==== Records to process

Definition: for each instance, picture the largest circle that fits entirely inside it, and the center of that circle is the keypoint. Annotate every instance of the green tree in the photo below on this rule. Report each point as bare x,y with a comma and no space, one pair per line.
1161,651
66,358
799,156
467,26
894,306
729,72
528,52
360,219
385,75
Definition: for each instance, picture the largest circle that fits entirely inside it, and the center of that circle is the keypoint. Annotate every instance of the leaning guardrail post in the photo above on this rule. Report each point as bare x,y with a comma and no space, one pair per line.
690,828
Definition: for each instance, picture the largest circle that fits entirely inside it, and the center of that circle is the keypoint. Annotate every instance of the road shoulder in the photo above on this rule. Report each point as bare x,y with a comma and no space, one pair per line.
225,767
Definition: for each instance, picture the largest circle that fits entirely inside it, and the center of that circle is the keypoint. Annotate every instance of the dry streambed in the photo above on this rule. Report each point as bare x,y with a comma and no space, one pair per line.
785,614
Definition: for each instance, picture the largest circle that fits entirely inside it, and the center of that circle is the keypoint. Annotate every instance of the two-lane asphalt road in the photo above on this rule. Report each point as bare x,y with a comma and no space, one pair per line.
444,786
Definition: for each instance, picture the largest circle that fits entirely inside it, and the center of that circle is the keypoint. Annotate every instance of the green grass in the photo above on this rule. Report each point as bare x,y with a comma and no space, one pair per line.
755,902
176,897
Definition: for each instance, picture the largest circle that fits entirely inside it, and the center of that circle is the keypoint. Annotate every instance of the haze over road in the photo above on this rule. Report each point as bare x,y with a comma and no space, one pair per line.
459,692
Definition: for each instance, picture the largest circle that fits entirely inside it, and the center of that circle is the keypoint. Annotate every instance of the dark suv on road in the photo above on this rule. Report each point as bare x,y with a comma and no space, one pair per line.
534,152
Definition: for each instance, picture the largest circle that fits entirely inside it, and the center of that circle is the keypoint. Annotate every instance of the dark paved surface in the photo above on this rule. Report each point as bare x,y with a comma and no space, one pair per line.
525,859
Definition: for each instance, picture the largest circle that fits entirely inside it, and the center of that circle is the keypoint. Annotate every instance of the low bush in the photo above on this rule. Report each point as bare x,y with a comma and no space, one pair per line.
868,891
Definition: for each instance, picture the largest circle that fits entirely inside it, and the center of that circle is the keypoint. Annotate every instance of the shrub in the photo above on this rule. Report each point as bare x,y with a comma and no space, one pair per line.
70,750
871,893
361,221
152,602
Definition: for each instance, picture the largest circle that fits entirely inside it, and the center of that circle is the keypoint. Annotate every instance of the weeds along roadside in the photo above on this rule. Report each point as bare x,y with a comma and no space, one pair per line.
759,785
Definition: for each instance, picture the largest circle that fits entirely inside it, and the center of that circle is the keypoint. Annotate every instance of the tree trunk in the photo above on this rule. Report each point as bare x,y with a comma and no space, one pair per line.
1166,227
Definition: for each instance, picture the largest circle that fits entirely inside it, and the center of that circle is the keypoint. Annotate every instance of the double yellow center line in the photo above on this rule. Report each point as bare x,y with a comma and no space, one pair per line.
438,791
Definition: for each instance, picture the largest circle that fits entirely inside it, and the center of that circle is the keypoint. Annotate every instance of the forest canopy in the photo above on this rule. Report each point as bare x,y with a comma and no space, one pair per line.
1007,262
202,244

========

> [Brief] Your task is to transcribe the material exactly.

> [Complete output]
Definition: for each instance, picture the largest circle that fits entirely inside it, and the center of that circle is the keypoint. Annotate every instance of the green tree in the photo below on this rule. Report each point as bare x,y with a comma and no space, one pair per line.
1161,651
66,358
799,156
467,26
894,306
729,72
528,52
360,219
385,75
Definition: for each instance, picture the largest circle that fits entirely inside it, and the center of that circle is the keypoint. Annotate every instance of the leaning guardrail post in the photo above on this rule. Report each point as bare x,y with a comma and no space, one pair per line.
690,828
Definition: for each instance, picture the largest circle that fits entirely inside it, and the center of that circle is the keypoint. Annotate every instance of the road shoulder in the photo above on this rule. Report each point as bare x,y with a comma and no space, one pair per line.
225,767
Definition: for each instance, picture the largest circle that fits entirely inside it, and the center of that circle is the keypoint. Annotate every instance of the dry streambed in the photo above on this rule. Report each point as bare x,y with a comma and no space, one pair per line.
785,614
Definition: for each instance, picture the largest circle that fits entirely inside it, and the center of that circle is the keypoint. Annotate every instance of the two-lane asphalt road in the photo above on this rule. Report each point as bare x,y with a comma and no space, one pair per line.
444,786
Definition: for each instance, picture the largest circle that fits entirely inside it, and the center of that circle is the keypoint. Annotate every instance of the green grass in the photo above on this rule. Report each point as bare x,y with a comma and no space, one pair per line.
755,902
176,897
Definition: for each instance, picture the largest circle that fits entirely inside it, and the center of that circle is the keypoint. Annotate every instance of the haze over road in the photo above on this rule. Report each point as bare x,y with a comma and no space, one pair per line.
459,692
Definition: for each instance, picture the largest circle that fits entirely inside it, and the center of that circle is the keypoint. Annotate every instance of the dark suv on road in the photo above on this rule. Report each point as bare x,y with a comma and no space, one pair per line.
534,152
Definition: for each instance, picture the largest circle that fits entirely inside it, and the center of that circle is the keypoint. Annotate every instance of the dark paved surface in the photo above on this rule. Report each point as bare x,y with a comma and no space, one pair per line.
525,859
Definition: for each instance, picture the largest circle that fits entirely inside it, and the center of that circle is the keypoint. Annotate every instance of the low bush in the photo above on this rule. Report each point as bare x,y with a comma and no space, one pair per line.
868,891
Definition: for each instance, picture the largest circle that fits entirely inside it, and the center of that circle is the keypoint. Annotate every instance of the shrub in the photo above on this rule. Report each point as bare x,y with a comma and no space, one pair per line.
70,750
871,893
361,221
152,602
Definition: for each instance, picture the largest circle that fits entirely inside it, and the center of that circle is the keypoint. Annotate every instance of the weeds along roadside in the photo above on this rule. Report each point as bare x,y with a comma and no space, one pair per line.
759,785
Definition: for each instance, picture the largest circle that fits entirely inside it, and the center of that circle is the keypoint. Annotate every instance of the tree trunk in the photo above on this rule. Report each point as bare x,y with a comma and no space, one pair per line.
1166,227
Definition: for each instance, picture the largest circle that fits entirely inside it, and the center of that circle is the keypoint. Annotate every instance of the double yellow center line in the photo above on this rule. Report each point as bare x,y with a comma and no space, one pair per line.
438,791
Definition: for each instance, picture the largest circle that fits entirely inside it, and the center of that circle is the keypoint. Annotate every instance of the forest canopy in the photo above on this rule. Report each point as bare x,y with a comma and no space, one pair per line.
1007,262
202,244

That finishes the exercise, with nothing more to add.